- Opening Delimiter -

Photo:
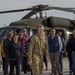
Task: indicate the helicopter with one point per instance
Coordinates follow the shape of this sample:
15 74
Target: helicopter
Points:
61 24
29 23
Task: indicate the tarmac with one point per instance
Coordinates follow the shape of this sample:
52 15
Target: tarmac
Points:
65 68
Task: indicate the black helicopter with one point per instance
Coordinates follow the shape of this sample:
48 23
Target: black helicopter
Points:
31 23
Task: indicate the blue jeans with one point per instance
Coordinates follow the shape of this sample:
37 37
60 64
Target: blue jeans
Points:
70 61
61 61
5 65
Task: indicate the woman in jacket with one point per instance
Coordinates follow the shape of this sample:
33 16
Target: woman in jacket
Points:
15 55
4 59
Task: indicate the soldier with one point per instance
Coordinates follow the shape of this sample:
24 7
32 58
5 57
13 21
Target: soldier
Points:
37 48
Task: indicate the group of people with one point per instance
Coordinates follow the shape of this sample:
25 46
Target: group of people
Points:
31 51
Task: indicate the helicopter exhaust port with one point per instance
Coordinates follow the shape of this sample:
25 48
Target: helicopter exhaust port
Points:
58 22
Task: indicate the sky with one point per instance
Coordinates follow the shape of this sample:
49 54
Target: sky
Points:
6 19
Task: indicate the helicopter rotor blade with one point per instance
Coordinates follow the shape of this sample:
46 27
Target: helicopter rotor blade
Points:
40 8
18 10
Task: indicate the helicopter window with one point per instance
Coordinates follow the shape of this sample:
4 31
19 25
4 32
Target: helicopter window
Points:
60 30
9 30
2 32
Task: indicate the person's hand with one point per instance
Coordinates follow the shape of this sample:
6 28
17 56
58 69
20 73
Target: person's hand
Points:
30 63
47 59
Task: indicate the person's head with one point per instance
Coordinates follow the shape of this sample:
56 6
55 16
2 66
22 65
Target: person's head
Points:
73 33
24 32
59 33
4 38
70 35
52 32
40 28
15 38
9 36
21 35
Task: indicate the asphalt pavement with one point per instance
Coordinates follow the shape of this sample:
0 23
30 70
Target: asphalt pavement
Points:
65 68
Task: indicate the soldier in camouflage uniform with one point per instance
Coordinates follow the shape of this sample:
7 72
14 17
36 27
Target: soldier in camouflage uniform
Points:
38 46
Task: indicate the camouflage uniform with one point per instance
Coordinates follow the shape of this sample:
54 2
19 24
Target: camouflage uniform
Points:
38 46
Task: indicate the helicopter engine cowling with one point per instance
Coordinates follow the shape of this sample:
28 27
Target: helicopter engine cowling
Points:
57 22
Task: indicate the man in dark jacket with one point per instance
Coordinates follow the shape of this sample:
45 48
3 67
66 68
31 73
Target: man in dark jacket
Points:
70 48
54 45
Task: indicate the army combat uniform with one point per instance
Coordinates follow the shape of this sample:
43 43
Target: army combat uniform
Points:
38 46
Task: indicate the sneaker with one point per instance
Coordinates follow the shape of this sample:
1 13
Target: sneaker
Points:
61 74
28 73
53 73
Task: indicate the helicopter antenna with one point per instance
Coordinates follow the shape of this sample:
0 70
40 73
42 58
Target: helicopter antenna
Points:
45 13
40 13
36 14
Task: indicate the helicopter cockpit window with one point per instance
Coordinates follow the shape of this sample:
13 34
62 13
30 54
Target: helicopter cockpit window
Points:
2 32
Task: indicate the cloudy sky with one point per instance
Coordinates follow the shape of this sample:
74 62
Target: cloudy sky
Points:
6 19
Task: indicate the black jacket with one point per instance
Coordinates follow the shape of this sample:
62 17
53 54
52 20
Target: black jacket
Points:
15 50
70 47
6 45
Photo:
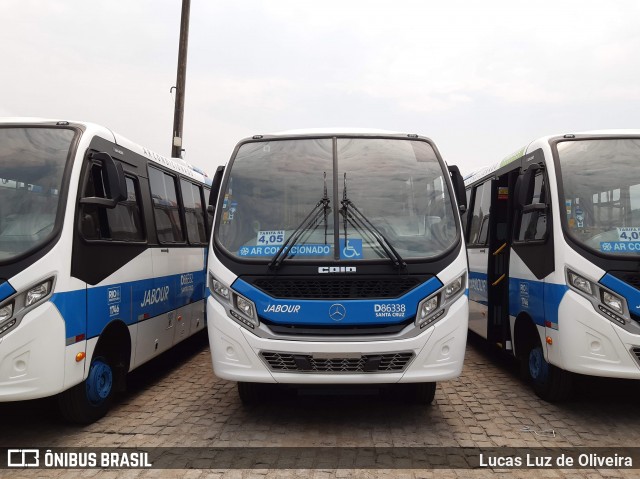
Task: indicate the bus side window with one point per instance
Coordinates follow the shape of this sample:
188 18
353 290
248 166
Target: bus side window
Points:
166 208
480 217
193 212
465 215
207 193
533 224
122 223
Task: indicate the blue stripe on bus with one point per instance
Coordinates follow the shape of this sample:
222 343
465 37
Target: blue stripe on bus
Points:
355 312
539 299
631 294
89 311
6 290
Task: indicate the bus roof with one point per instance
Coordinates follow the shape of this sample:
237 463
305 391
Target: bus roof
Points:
487 170
176 164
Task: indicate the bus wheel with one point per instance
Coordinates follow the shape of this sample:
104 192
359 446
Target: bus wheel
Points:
91 399
250 393
549 382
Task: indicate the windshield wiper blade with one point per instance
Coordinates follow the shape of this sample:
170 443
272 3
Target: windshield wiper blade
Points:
349 210
319 210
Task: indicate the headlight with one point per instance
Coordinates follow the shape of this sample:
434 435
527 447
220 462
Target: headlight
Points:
245 306
241 309
613 301
599 297
6 312
452 288
428 307
434 307
580 283
38 292
220 289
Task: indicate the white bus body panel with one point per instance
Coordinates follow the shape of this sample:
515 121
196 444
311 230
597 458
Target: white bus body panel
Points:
439 350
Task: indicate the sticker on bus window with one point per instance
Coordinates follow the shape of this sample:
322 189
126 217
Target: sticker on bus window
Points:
630 233
299 250
268 238
627 246
351 248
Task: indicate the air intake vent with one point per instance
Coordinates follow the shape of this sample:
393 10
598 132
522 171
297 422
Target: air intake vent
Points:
372 363
336 288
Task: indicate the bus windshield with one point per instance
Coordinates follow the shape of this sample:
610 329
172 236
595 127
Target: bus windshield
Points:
390 195
32 162
601 184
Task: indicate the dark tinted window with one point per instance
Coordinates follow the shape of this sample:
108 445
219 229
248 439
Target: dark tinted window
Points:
165 206
122 223
480 217
533 224
193 212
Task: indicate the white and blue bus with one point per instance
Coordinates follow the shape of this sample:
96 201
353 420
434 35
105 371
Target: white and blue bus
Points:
553 237
102 260
338 258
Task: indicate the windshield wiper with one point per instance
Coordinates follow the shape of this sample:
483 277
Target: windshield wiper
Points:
350 211
319 210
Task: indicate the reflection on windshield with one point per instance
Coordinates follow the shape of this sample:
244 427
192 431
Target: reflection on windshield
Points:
32 162
601 182
397 184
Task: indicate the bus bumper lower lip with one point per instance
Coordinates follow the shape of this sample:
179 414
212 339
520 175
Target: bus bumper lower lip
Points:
236 352
588 343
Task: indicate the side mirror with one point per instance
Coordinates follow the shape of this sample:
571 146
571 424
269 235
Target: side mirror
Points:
458 186
114 181
526 184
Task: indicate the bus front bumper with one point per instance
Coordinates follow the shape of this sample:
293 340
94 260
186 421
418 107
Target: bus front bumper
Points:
438 352
586 342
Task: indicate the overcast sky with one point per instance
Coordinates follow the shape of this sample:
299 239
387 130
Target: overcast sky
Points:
481 79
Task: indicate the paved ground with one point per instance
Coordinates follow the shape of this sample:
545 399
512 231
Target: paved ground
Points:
176 401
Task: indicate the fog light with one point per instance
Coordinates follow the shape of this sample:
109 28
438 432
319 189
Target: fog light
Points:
613 301
7 326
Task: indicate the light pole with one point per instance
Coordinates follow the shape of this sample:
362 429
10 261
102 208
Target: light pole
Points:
178 116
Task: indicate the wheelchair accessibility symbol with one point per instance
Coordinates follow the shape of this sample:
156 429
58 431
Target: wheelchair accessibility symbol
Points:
351 248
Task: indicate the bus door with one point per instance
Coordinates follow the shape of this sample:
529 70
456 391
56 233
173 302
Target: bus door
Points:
488 249
478 259
498 249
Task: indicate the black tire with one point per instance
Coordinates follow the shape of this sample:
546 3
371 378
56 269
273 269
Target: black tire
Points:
91 399
251 393
550 382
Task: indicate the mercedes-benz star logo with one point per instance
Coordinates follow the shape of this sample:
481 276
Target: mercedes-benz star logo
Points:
337 312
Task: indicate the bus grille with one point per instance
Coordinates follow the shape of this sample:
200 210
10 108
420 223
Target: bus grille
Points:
306 363
336 288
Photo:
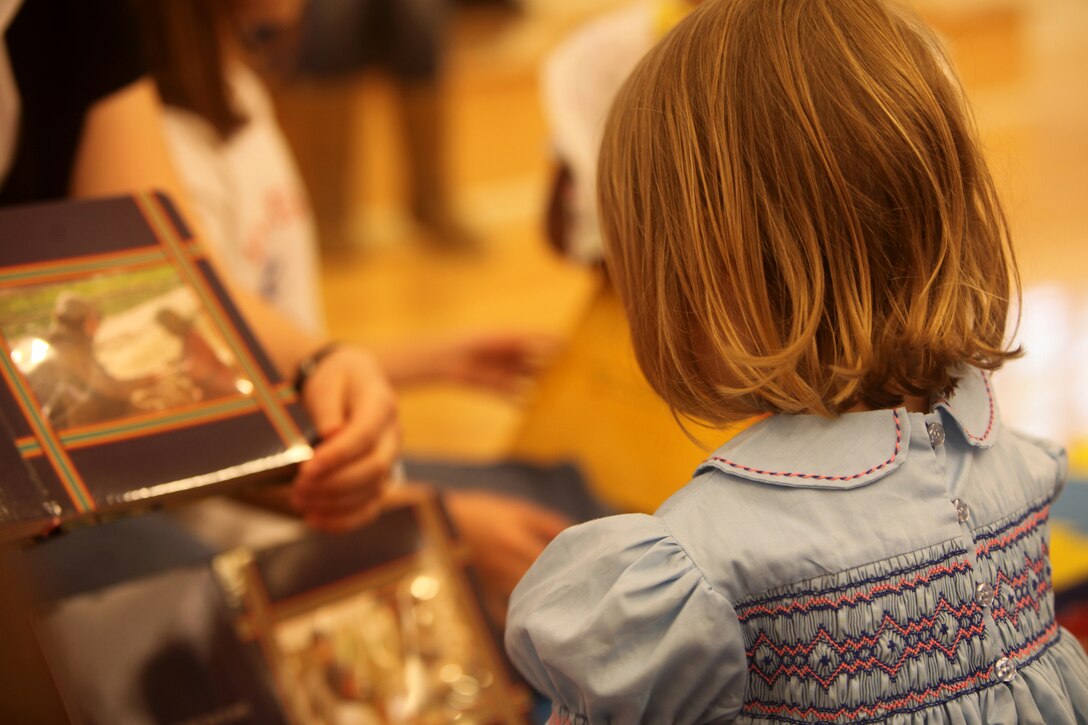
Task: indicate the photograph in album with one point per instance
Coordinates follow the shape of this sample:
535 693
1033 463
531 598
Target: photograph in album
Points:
128 375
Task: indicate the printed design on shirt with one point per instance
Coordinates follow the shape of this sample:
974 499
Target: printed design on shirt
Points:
1014 558
857 647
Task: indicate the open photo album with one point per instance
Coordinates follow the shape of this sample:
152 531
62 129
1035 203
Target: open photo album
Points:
128 375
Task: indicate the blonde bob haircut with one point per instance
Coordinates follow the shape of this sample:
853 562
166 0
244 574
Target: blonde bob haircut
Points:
796 213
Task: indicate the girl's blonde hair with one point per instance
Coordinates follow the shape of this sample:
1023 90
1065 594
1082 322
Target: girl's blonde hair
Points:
798 216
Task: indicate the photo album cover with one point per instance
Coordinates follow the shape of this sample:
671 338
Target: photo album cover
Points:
379 625
128 376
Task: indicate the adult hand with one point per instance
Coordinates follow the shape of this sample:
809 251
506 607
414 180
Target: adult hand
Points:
354 410
505 535
501 363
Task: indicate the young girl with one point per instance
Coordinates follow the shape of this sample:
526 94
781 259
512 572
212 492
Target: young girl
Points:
800 223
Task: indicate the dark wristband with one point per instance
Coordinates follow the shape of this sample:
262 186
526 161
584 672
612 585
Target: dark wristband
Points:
310 363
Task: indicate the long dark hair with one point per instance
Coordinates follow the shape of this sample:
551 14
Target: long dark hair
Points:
183 44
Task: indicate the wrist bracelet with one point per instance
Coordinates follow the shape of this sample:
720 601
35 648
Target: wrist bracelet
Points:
309 365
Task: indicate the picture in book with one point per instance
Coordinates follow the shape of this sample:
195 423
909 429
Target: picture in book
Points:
116 345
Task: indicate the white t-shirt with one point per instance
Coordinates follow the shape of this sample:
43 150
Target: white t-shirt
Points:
580 80
250 200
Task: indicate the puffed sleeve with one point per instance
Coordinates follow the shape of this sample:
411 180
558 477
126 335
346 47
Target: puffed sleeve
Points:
616 624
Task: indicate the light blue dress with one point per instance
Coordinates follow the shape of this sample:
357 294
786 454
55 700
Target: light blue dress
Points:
886 566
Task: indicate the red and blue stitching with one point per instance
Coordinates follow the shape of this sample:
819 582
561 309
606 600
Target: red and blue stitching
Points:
914 639
925 574
941 690
820 477
1013 531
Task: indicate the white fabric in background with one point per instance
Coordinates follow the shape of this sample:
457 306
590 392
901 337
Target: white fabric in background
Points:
250 200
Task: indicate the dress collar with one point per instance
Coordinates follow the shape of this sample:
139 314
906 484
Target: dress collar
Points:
854 449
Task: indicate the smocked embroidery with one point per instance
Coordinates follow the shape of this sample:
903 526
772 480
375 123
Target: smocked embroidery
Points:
820 477
915 613
1013 556
865 590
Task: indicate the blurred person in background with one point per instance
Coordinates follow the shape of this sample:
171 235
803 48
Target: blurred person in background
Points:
579 81
405 39
242 179
86 123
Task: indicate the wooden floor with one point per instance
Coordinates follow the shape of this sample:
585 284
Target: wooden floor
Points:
1024 63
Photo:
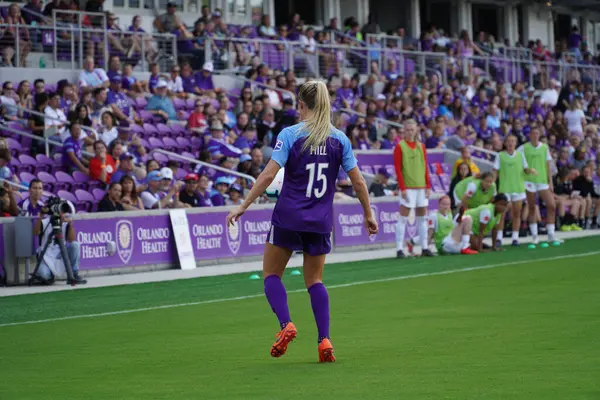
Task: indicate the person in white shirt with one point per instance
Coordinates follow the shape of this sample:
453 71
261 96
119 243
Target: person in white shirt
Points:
574 117
92 78
55 117
108 131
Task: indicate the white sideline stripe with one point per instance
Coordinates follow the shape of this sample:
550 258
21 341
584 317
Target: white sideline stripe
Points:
343 285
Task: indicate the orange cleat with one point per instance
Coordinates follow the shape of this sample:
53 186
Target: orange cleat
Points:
469 251
284 337
326 351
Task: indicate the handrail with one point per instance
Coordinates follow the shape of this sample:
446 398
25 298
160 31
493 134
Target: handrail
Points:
25 188
264 85
205 164
382 120
39 139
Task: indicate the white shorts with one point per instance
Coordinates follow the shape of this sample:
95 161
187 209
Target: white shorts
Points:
516 196
416 199
536 187
450 246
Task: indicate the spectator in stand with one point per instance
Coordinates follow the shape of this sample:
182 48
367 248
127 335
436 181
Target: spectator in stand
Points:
8 205
102 166
189 193
129 195
247 140
119 101
31 206
168 22
160 104
204 78
72 158
154 78
125 168
92 78
36 122
154 198
112 199
265 29
9 101
9 39
465 157
176 84
55 117
218 196
235 195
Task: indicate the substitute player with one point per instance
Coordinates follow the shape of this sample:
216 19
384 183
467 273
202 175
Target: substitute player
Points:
450 237
312 153
473 192
410 160
511 167
485 220
539 183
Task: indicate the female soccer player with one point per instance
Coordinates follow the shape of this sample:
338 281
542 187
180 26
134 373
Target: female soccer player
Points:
485 219
410 161
450 238
512 167
538 158
474 192
312 153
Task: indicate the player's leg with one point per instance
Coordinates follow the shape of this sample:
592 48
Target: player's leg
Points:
516 209
316 247
278 251
531 203
461 234
421 204
406 204
548 199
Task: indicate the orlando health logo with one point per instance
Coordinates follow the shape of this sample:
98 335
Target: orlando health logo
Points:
234 236
124 235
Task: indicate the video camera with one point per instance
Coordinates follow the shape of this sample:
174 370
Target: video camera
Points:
56 206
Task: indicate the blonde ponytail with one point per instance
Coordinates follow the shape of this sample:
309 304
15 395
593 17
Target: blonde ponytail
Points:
315 96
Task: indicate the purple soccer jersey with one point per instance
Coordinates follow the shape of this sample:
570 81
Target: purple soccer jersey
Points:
306 200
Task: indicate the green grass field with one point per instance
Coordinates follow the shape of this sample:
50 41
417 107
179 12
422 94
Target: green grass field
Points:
527 327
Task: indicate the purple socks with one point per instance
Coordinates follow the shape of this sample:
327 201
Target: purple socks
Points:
277 298
319 300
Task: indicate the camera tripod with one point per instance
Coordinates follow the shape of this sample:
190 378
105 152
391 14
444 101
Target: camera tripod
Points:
56 236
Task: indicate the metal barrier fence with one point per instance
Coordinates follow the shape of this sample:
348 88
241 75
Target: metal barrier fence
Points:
71 42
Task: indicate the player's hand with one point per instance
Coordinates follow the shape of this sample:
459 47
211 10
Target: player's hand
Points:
235 215
371 225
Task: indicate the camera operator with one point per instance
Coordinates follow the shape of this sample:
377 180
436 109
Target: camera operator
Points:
32 206
8 205
52 264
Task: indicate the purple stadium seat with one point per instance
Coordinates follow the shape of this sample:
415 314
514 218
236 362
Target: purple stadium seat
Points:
28 163
171 145
85 199
155 143
160 158
48 180
26 177
150 130
163 130
98 194
184 143
64 181
81 180
44 163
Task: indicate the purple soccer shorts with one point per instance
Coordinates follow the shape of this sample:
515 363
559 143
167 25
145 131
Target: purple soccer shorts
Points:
314 244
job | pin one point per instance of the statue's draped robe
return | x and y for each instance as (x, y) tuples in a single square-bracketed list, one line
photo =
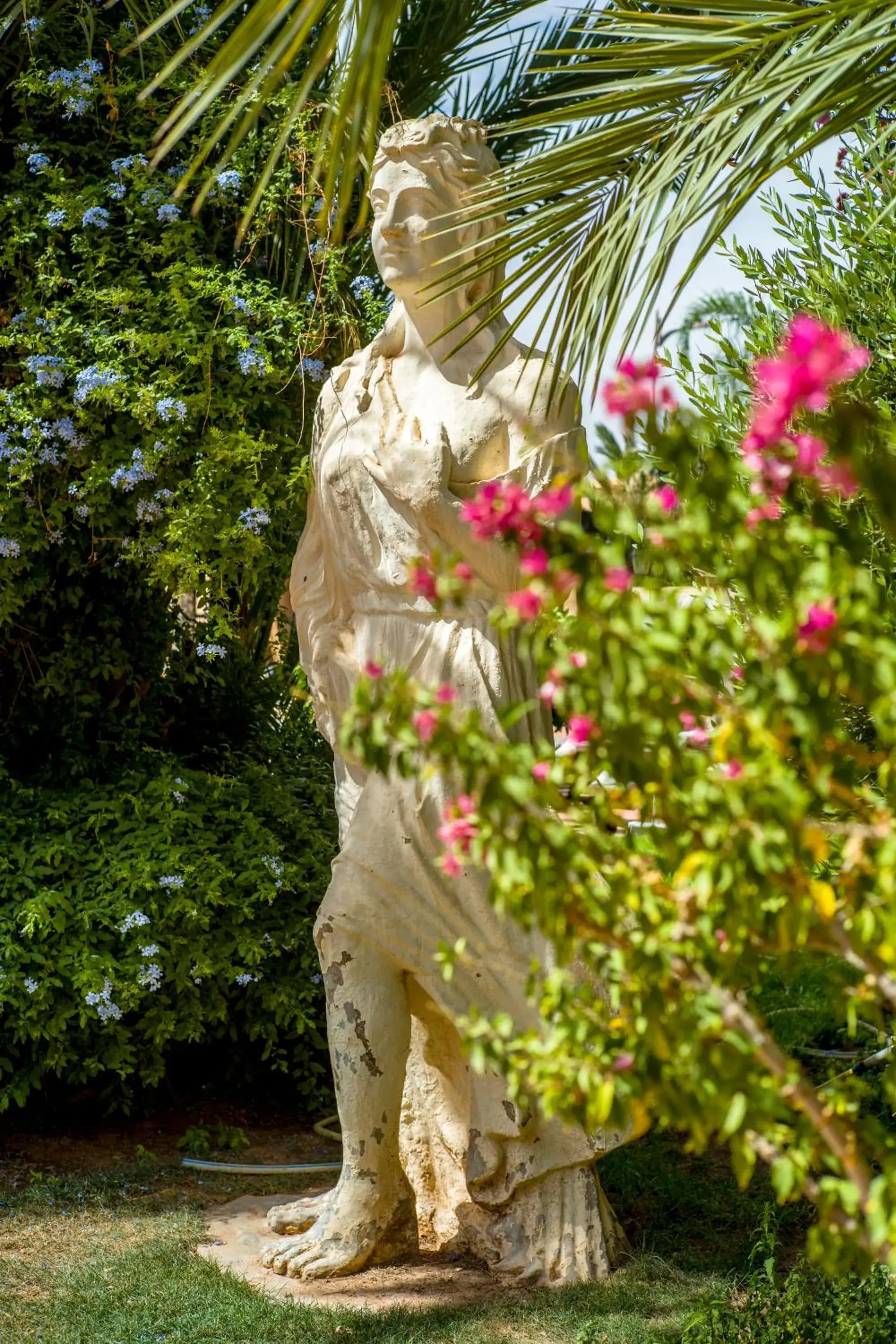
[(516, 1190)]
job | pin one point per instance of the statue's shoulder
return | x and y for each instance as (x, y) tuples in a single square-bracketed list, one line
[(546, 396), (343, 382)]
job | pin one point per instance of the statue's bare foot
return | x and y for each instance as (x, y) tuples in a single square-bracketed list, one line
[(300, 1214), (358, 1221)]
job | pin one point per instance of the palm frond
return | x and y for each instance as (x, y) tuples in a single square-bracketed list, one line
[(345, 54), (683, 109)]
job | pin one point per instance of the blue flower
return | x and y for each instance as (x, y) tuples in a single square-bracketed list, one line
[(250, 359), (151, 976), (92, 378), (136, 920), (47, 370), (97, 217), (125, 478), (315, 369), (254, 519), (125, 164), (171, 408), (362, 285)]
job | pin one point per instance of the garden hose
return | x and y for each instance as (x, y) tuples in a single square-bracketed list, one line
[(273, 1168)]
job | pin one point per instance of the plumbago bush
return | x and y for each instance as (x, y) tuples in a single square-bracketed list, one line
[(166, 824), (720, 656)]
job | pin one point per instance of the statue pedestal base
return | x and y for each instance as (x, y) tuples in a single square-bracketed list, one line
[(416, 1283)]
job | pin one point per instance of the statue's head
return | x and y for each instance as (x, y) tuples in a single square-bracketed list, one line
[(422, 172)]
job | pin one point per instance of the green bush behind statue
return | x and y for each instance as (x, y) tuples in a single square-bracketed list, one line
[(166, 822)]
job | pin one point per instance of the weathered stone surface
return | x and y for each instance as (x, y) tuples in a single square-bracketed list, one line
[(405, 432)]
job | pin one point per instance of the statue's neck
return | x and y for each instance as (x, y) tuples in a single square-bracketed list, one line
[(426, 338)]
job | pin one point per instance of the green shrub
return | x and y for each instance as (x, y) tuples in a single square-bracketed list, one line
[(804, 1307), (156, 394)]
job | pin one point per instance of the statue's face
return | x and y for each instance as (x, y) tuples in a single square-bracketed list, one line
[(408, 241)]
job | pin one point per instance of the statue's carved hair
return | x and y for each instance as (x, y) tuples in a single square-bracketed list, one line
[(453, 151)]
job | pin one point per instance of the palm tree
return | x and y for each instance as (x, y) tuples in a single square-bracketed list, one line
[(638, 121)]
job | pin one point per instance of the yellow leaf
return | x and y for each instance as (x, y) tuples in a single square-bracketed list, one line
[(825, 898), (691, 865)]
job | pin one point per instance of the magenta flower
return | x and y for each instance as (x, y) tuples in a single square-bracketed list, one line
[(582, 729), (618, 580), (667, 498), (637, 389), (817, 631), (425, 722), (535, 562), (527, 603)]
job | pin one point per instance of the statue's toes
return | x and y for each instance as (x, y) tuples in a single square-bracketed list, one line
[(277, 1256)]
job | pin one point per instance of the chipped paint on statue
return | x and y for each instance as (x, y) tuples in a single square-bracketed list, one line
[(435, 1155)]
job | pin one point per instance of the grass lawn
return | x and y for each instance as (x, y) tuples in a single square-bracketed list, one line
[(109, 1260)]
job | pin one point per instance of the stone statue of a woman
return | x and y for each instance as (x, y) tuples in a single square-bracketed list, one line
[(404, 435)]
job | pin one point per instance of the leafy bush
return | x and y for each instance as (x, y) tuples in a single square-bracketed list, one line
[(804, 1307), (730, 632), (156, 393)]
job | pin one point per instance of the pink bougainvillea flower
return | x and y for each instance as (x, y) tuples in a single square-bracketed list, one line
[(837, 479), (535, 562), (667, 498), (501, 508), (527, 603), (554, 502), (765, 513), (422, 580), (800, 375), (817, 631), (637, 389), (425, 722), (810, 449), (617, 578), (582, 729)]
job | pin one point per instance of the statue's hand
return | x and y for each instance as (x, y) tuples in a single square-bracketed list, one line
[(416, 470)]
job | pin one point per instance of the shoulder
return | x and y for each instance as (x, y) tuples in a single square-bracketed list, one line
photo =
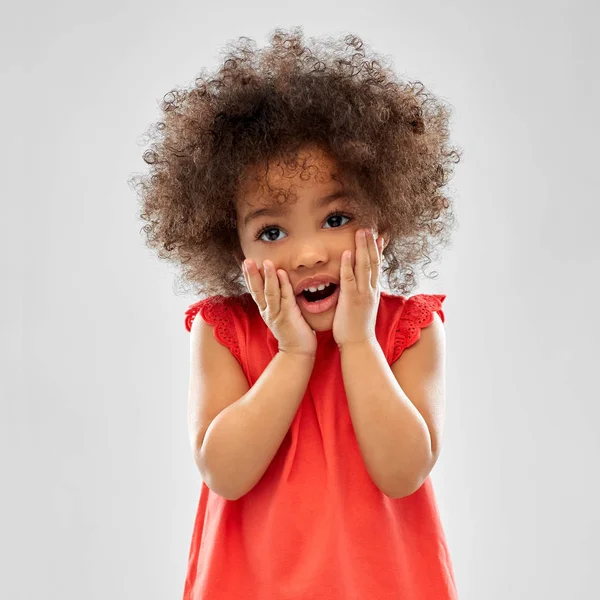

- Closing Delimiter -

### What this task involves
In the listing above, show every line with the word "port".

### Response
Task: indicate the helicopter exhaust port with one point per instance
Target: helicopter exhaust port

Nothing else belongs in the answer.